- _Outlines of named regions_
-- BEGIN --
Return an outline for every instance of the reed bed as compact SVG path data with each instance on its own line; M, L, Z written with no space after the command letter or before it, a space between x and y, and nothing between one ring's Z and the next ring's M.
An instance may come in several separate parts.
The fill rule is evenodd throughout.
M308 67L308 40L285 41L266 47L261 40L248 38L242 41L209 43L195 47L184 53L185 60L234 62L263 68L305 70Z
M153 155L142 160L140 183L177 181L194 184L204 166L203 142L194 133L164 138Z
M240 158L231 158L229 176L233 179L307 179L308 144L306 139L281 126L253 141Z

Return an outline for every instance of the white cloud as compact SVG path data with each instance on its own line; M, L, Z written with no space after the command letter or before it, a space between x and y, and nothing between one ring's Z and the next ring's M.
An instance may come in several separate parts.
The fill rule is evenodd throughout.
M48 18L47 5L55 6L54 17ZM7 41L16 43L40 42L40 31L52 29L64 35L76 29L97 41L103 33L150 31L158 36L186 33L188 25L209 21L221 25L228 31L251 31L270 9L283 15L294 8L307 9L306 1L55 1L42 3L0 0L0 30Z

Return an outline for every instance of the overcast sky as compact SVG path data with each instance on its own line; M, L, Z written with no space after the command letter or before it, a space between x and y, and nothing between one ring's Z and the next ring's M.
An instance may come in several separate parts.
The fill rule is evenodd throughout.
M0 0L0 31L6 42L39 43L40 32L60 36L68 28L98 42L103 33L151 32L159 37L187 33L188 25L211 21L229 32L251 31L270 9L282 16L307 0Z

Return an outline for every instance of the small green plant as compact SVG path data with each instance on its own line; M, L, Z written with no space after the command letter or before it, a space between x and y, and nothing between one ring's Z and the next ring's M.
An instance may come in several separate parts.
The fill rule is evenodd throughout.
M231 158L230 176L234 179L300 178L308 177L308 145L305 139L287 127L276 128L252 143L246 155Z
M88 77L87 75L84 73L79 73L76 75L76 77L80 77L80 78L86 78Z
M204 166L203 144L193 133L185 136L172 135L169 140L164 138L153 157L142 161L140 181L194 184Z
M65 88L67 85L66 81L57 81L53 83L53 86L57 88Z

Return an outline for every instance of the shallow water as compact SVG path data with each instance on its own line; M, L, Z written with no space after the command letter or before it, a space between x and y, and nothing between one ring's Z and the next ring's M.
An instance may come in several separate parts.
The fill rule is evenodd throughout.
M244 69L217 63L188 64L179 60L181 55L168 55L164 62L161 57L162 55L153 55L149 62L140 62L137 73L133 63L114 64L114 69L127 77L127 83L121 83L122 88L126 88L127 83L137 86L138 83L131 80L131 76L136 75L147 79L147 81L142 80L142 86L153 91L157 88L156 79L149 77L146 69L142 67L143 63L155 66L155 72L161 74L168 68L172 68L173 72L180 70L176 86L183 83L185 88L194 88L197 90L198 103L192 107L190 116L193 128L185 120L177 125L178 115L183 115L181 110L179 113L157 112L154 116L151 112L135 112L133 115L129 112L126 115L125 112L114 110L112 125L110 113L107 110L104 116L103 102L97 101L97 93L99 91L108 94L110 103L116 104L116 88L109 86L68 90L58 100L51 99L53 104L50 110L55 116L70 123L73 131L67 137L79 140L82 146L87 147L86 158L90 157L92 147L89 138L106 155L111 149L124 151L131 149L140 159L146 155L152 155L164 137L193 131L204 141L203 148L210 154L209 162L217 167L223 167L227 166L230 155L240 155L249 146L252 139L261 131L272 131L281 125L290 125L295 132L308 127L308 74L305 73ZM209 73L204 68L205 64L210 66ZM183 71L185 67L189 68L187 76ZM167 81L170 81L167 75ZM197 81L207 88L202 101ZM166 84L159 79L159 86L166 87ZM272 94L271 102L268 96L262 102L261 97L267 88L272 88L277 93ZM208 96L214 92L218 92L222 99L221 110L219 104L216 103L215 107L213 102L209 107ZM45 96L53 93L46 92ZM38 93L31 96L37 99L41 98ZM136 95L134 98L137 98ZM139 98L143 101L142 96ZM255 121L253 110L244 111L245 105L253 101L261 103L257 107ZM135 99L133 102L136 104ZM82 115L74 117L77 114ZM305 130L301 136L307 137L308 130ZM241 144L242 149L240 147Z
-- END --
- _WORK REQUIRED_
Convert the items above into a two-column CSV with the header columns "item_text" and "item_answer", one row per item. Put each item's text and its answer in a single quoted field, with line breaks replaced by spaces.

- _THE COMPLETED TASK_
item_text,item_answer
"Return an outline for every instance of the reed bed as compact SVG path data with each instance on its own line; M, L, Z written with no space after the command letter or before it, a space between x and y, and nothing between one ring's Z and the next ring's M. An instance may come in several separate parts. The fill rule is evenodd throughout.","M308 67L308 40L285 41L266 47L261 40L248 38L242 41L209 43L195 47L184 53L185 60L234 62L263 68L305 70Z M153 155L142 160L140 183L177 181L194 184L204 166L203 142L194 133L164 138Z M240 158L231 158L229 176L233 179L307 179L308 144L306 139L281 126L253 141Z"
"Return an outline for every instance of the white cloud as compact SVG path data with each instance on its own line; M, L, Z written with no space after the command letter or before it, a space between x and y, and nothing between one ring's Z and the next ring's M. An instance may come in several separate parts. The fill rule is evenodd throughout.","M48 18L47 5L55 6L54 17ZM7 41L16 43L40 42L40 31L52 29L64 35L76 29L97 41L103 33L150 31L158 36L186 33L188 25L209 21L221 25L228 31L251 31L270 9L283 15L294 8L307 9L306 1L55 1L42 3L0 0L0 30Z"
"Return an outline for every instance of the overcast sky as compact SVG path data with each instance on its own line; M, L, Z written with no space after the command letter or before it, a space between x and y, and nothing between one ring's Z and the next ring's M. An instance may come in several separate parts. The fill rule is evenodd throughout.","M0 0L0 31L6 42L39 43L40 32L60 36L68 28L98 42L103 33L151 32L159 37L187 33L188 25L211 21L229 32L251 31L270 9L282 16L307 0Z"
"Return an outline for every instance of the small green plant as compact SVG path data with each instance on its own line; M, L, Z written with no space after the command letter or before it, a space between x and y, and nothing between one ring's Z and the next ring's M. An instance may come in several separate parts. The fill rule is evenodd throughout.","M231 158L230 176L234 179L300 178L308 177L308 145L305 139L287 127L276 128L252 143L246 155Z M88 77L87 75L84 73L79 73L76 75L76 77L80 77L80 78L86 78Z M204 166L203 144L193 133L185 136L172 135L169 140L164 138L153 157L142 161L140 181L194 184Z M65 88L67 85L66 81L57 81L53 83L53 86L57 88Z"
"Return an outline for every instance of the shallow water as compact SVG path data with each instance on its own line; M, L, Z written with no space after the command letter or before it, a space between x and y, and nothing between one ring's Z and the next ring's M. An instance may come in several separate parts. The fill rule is evenodd throughout.","M244 69L217 63L188 64L179 60L181 55L168 55L164 62L161 57L162 55L153 55L149 62L140 62L137 73L133 63L114 64L114 69L127 77L127 83L121 83L122 88L126 88L127 83L137 86L138 83L131 80L131 76L136 75L147 79L147 81L142 80L142 86L153 91L157 88L156 79L149 77L146 69L142 67L143 63L155 66L155 72L161 74L168 68L172 68L173 72L180 70L176 86L183 83L185 88L194 88L197 90L198 103L192 107L190 116L193 128L185 120L177 125L178 115L183 115L181 110L179 113L157 112L154 116L151 112L135 112L133 115L129 112L126 115L125 112L114 110L112 125L110 113L107 110L104 116L103 102L97 101L97 93L99 91L108 94L110 103L116 104L116 88L109 86L68 90L58 100L51 99L53 104L50 110L55 116L70 123L73 131L67 137L79 140L82 146L87 147L86 158L90 157L92 147L89 138L106 155L111 149L124 151L131 149L140 159L146 155L152 155L164 137L193 131L204 141L203 148L210 154L209 162L217 167L223 167L227 166L230 155L240 155L249 146L252 139L261 131L272 131L281 125L290 125L295 132L308 127L308 74L305 73ZM209 73L204 68L205 64L210 66ZM183 71L185 67L189 68L187 76ZM167 81L170 81L167 75ZM197 81L207 88L202 101ZM166 84L159 79L159 86L166 87ZM272 94L271 102L268 96L262 102L261 97L267 88L272 88L277 93ZM208 96L214 92L218 92L222 99L221 110L219 104L216 103L215 107L213 102L209 107ZM45 96L53 93L46 92ZM38 93L31 96L37 99L41 98ZM136 95L134 98L137 98ZM139 98L143 101L142 96ZM255 121L253 110L244 111L245 105L253 101L261 103L257 107ZM135 99L133 102L136 104ZM82 115L74 117L77 114ZM305 130L301 136L307 137L308 130ZM241 144L242 149L240 147Z"